━━ Brano da leggere ━━

Gli aveva appena sbolognato la gestione di un partito in coma profondo, un movimento senza prospettive politiche e con molti debiti da saldare. I maligni dicevano che il pavido Maroni, sistematosi comodamente alla presidenza della Lombardia, avesse scaricato sul fido e giovane scudiero l’imbarazzante ruolo del becchino: «Perché la Lega è morta, tocca a Matteo celebrarne il funerale».

Adesso Berlusconi lo definisce «il goleador del centrodestra», e c’è da stropicciarsi gli occhi dall’incredulità. Lui se ne sta a Bruxelles e se la gode: gli sono bastati meno di dodici mesi per ribaltare tutto. Certo, sulle montagne russe del centrodestra un giorno sei «il delfino» e il giorno dopo «il traditore», però vuoi mettere la soddisfazione di aver costretto il Cavaliere a parlare della Lega non più come di un gregario imbarazzante da sopportare, ma come un partito capace di sfornare un potenziale leader della coalizione?

━━━
━━ Estratti dei dati ━━

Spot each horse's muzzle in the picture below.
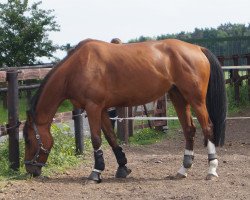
[25,165,42,177]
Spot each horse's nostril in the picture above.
[25,165,42,177]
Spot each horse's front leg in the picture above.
[101,110,131,178]
[85,103,105,183]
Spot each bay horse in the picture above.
[23,39,227,183]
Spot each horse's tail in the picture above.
[202,48,227,146]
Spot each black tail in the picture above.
[202,48,227,146]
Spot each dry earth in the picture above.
[0,112,250,200]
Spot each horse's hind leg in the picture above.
[101,110,131,178]
[193,101,218,180]
[85,102,105,183]
[169,88,196,178]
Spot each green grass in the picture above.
[0,81,250,181]
[226,81,250,115]
[0,125,89,181]
[0,98,73,124]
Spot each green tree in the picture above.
[0,0,60,67]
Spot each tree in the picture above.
[0,0,60,67]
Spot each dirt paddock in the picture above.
[0,113,250,200]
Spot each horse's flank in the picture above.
[34,39,209,123]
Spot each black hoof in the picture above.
[115,166,132,178]
[88,171,102,183]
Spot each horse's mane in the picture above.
[28,39,93,116]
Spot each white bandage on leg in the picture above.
[207,140,216,154]
[207,140,218,177]
[178,165,188,177]
[178,149,194,176]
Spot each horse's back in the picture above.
[73,39,209,105]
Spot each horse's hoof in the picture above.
[115,166,132,178]
[174,173,187,180]
[87,171,102,183]
[206,174,218,181]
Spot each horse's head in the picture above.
[23,114,53,176]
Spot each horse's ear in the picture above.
[26,110,32,124]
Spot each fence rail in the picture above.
[0,54,250,169]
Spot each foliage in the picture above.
[129,128,167,145]
[0,97,73,124]
[0,0,59,67]
[0,125,85,180]
[129,23,250,42]
[129,23,250,59]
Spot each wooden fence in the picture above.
[0,68,83,170]
[0,54,250,169]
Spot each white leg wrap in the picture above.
[208,159,218,177]
[207,140,216,154]
[184,149,194,156]
[178,166,188,177]
[178,149,194,176]
[92,169,102,173]
[207,140,218,177]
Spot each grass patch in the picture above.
[0,125,89,181]
[0,98,73,124]
[129,128,167,145]
[226,81,250,115]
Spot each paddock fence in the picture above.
[0,54,250,170]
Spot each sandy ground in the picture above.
[0,113,250,200]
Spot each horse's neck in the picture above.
[36,70,66,124]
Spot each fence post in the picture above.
[128,106,134,137]
[6,70,20,170]
[72,108,84,155]
[233,55,241,105]
[246,54,250,101]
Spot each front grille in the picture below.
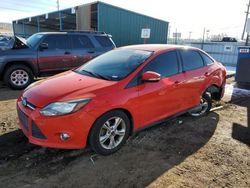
[17,107,29,131]
[32,121,46,139]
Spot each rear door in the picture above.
[38,34,73,72]
[179,49,207,108]
[71,34,97,67]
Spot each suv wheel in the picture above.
[89,110,130,155]
[188,93,212,117]
[4,65,33,89]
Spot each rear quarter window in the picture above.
[180,50,204,71]
[200,52,214,65]
[95,36,113,47]
[72,35,94,49]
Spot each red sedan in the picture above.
[17,45,226,155]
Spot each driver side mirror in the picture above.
[39,43,49,50]
[142,71,161,82]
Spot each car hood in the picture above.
[23,71,117,108]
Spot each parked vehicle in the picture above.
[0,35,14,51]
[17,45,226,155]
[0,31,115,89]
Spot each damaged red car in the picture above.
[17,45,226,155]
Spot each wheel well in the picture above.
[87,108,134,144]
[1,61,36,78]
[205,84,221,101]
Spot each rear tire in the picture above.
[3,65,34,89]
[89,110,130,155]
[188,93,212,117]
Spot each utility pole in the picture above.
[188,31,192,42]
[241,0,250,40]
[201,27,206,50]
[56,0,60,12]
[175,28,178,44]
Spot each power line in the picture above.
[0,7,32,12]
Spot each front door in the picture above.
[137,51,183,126]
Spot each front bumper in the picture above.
[17,98,95,149]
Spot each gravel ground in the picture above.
[0,79,250,188]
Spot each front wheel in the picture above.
[188,93,212,117]
[89,110,130,155]
[4,65,33,89]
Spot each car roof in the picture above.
[121,44,199,52]
[36,31,109,36]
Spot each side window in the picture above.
[200,52,214,65]
[72,35,94,49]
[43,35,68,50]
[95,36,113,47]
[143,51,179,77]
[180,50,204,71]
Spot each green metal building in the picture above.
[13,2,168,46]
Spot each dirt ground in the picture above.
[0,79,250,188]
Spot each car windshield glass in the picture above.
[76,49,152,81]
[26,34,43,47]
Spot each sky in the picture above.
[0,0,249,38]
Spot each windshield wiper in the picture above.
[81,70,111,80]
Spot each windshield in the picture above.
[76,49,152,81]
[26,34,43,47]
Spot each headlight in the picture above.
[40,98,91,116]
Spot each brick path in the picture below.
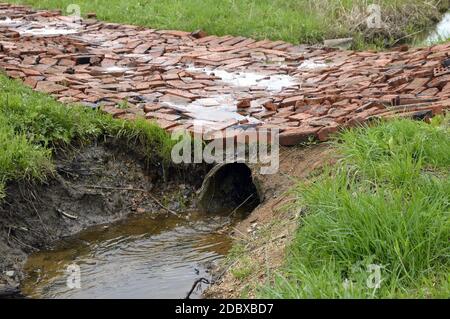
[0,4,450,145]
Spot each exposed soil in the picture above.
[0,141,207,295]
[205,144,335,298]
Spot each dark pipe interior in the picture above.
[201,163,260,214]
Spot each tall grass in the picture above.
[8,0,448,47]
[0,75,175,198]
[261,118,450,298]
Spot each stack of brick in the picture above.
[0,4,450,145]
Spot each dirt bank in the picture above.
[205,144,334,298]
[0,140,206,295]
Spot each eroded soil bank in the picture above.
[0,140,208,293]
[204,144,336,298]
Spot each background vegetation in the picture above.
[8,0,450,48]
[261,117,450,298]
[0,75,174,198]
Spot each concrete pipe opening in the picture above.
[199,163,261,215]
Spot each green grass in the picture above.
[8,0,448,48]
[0,75,175,198]
[261,117,450,298]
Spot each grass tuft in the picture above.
[261,118,450,298]
[0,75,176,198]
[9,0,449,49]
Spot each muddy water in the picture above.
[21,214,231,298]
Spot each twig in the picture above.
[228,194,255,217]
[82,185,179,217]
[186,277,212,299]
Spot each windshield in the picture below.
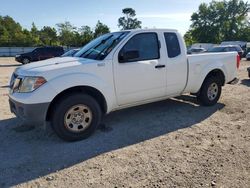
[61,49,79,57]
[208,47,224,52]
[74,31,129,60]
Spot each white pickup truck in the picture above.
[9,29,239,141]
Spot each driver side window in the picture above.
[119,33,160,63]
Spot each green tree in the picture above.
[94,20,110,38]
[39,26,59,46]
[0,16,25,46]
[56,22,76,46]
[118,8,141,30]
[79,26,94,46]
[185,0,250,43]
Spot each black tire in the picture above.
[51,94,102,141]
[22,57,30,65]
[197,76,222,106]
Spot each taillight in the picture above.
[236,54,240,69]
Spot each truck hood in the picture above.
[15,57,94,76]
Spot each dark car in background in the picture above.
[61,48,80,57]
[15,46,64,64]
[207,45,244,58]
[187,48,207,54]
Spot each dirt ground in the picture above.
[0,58,250,188]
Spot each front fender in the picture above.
[49,73,114,112]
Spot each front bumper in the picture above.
[9,98,49,124]
[228,78,239,85]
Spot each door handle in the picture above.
[155,65,166,69]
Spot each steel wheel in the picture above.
[207,82,219,101]
[64,104,93,133]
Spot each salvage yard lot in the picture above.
[0,58,250,187]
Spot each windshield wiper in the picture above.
[81,35,113,58]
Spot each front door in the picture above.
[114,32,166,105]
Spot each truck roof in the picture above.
[121,28,178,32]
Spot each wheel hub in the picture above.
[207,83,219,101]
[64,104,92,132]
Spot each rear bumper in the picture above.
[228,78,239,85]
[15,56,22,63]
[9,98,49,124]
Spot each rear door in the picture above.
[113,32,166,105]
[164,32,188,96]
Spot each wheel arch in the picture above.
[46,86,108,121]
[202,68,226,86]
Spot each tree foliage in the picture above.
[0,16,110,47]
[185,0,250,43]
[118,8,141,30]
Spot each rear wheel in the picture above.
[197,76,222,106]
[52,94,102,141]
[22,57,30,65]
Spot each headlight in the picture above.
[17,77,47,93]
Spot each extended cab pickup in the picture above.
[9,29,239,141]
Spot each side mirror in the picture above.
[119,50,140,63]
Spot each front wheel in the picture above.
[197,77,222,106]
[52,94,102,141]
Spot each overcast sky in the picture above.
[0,0,248,34]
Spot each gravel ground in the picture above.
[0,58,250,187]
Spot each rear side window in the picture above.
[164,33,181,58]
[120,33,160,61]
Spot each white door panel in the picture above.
[113,32,167,105]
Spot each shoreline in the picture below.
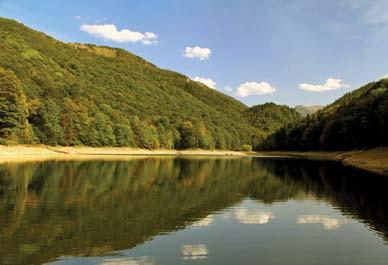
[0,145,388,176]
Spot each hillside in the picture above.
[244,102,301,135]
[261,79,388,150]
[294,105,324,118]
[0,18,260,150]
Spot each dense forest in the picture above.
[0,18,260,150]
[0,18,296,150]
[0,18,388,151]
[261,79,388,150]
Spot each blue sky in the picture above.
[0,0,388,106]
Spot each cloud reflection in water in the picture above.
[296,214,347,231]
[235,208,275,224]
[181,244,209,260]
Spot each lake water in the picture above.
[0,157,388,265]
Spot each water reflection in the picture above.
[192,214,214,227]
[296,214,347,231]
[181,244,209,260]
[235,208,275,224]
[100,257,156,265]
[0,157,388,264]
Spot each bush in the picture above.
[241,144,252,152]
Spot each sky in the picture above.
[0,0,388,106]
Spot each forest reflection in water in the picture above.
[0,157,388,264]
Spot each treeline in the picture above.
[260,79,388,150]
[0,18,261,150]
[0,68,252,150]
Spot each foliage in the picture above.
[0,67,32,142]
[261,79,388,150]
[0,18,260,149]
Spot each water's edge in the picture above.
[0,145,388,176]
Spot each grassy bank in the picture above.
[256,147,388,176]
[0,145,388,175]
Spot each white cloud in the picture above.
[296,214,346,231]
[299,78,350,92]
[235,208,275,224]
[236,82,276,98]
[193,76,217,89]
[81,24,158,45]
[183,46,212,60]
[224,86,233,92]
[181,244,209,260]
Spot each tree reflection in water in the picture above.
[0,157,388,264]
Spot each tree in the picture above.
[180,121,197,148]
[0,67,31,142]
[34,99,65,145]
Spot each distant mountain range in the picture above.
[0,18,388,150]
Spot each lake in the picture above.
[0,157,388,265]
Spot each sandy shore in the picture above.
[257,147,388,176]
[0,145,247,163]
[0,145,388,175]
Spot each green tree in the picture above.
[180,121,197,148]
[0,67,29,142]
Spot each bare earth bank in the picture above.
[0,145,388,175]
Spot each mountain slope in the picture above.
[262,79,388,150]
[244,102,301,135]
[0,18,258,149]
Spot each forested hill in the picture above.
[262,79,388,150]
[0,18,262,150]
[244,102,301,135]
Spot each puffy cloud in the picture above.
[235,208,275,224]
[299,78,349,92]
[193,76,217,89]
[183,46,212,60]
[296,214,346,231]
[181,244,209,260]
[81,24,158,45]
[236,82,276,98]
[224,86,233,92]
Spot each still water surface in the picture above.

━━━

◆ Esercizi da svolgere:
A: Elenca tutti i passi racchiusi tra virgolette basse nel brano sulla Lega.
B: Nel brano sulla Lega, quanto tempo è bastato per ribaltare tutto?
C: Riprendi il brano sulla Lega dal punto in cui si interrompe.
I dati non hanno alcun legame con il brano.

◆ Risultati per esercizio:
A:
- «Perché la Lega è morta, tocca a Matteo celebrarne il funerale»
- «il goleador del centrodestra»
- «il delfino»
- «il traditore»

B: Meno di dodici mesi.

C:
DIFFIDENTE COL CAVALIERE

«Calma e gesso» dice ora Salvini a suoi che lo tempestano di telefonate. Fra tutti i leghisti d’un certo rango, è quello che fra sé e Berlusconi ha sempre alzato un muro di diffidenza. Certi endorsement provenienti da Arcore vanno presi con le molle: «Chissà, dietro può esserci il trucco. Di fregature ce ne ha già rifilate tante, troppe». Quindi, avanti come nulla fosse successo. Venerdì il consiglio federale, sabato a Lione ospite del Front National di Marie Le Pen, domenica famiglia e Milan. Poi si vedrà.

D’altronde, Salvini da qualche settimana va dicendo che per scegliere il «goleador» del centrodestra ci vogliono le primarie. Accettare un’investitura del Cavaliere sarebbe una contraddizione, un atto di narcisismo, e un duro e puro non cede a tentazioni simili. Anche perché il «giovane Salvini» politicamente parlando non è giovane affatto ed è tutt’altro che ingenuo. Sta in pista da quando aveva 17 anni, frequentava uno dei licei classici più fighetti di Milano (il Manzoni), e si iscriveva alla Lega: era il 1990.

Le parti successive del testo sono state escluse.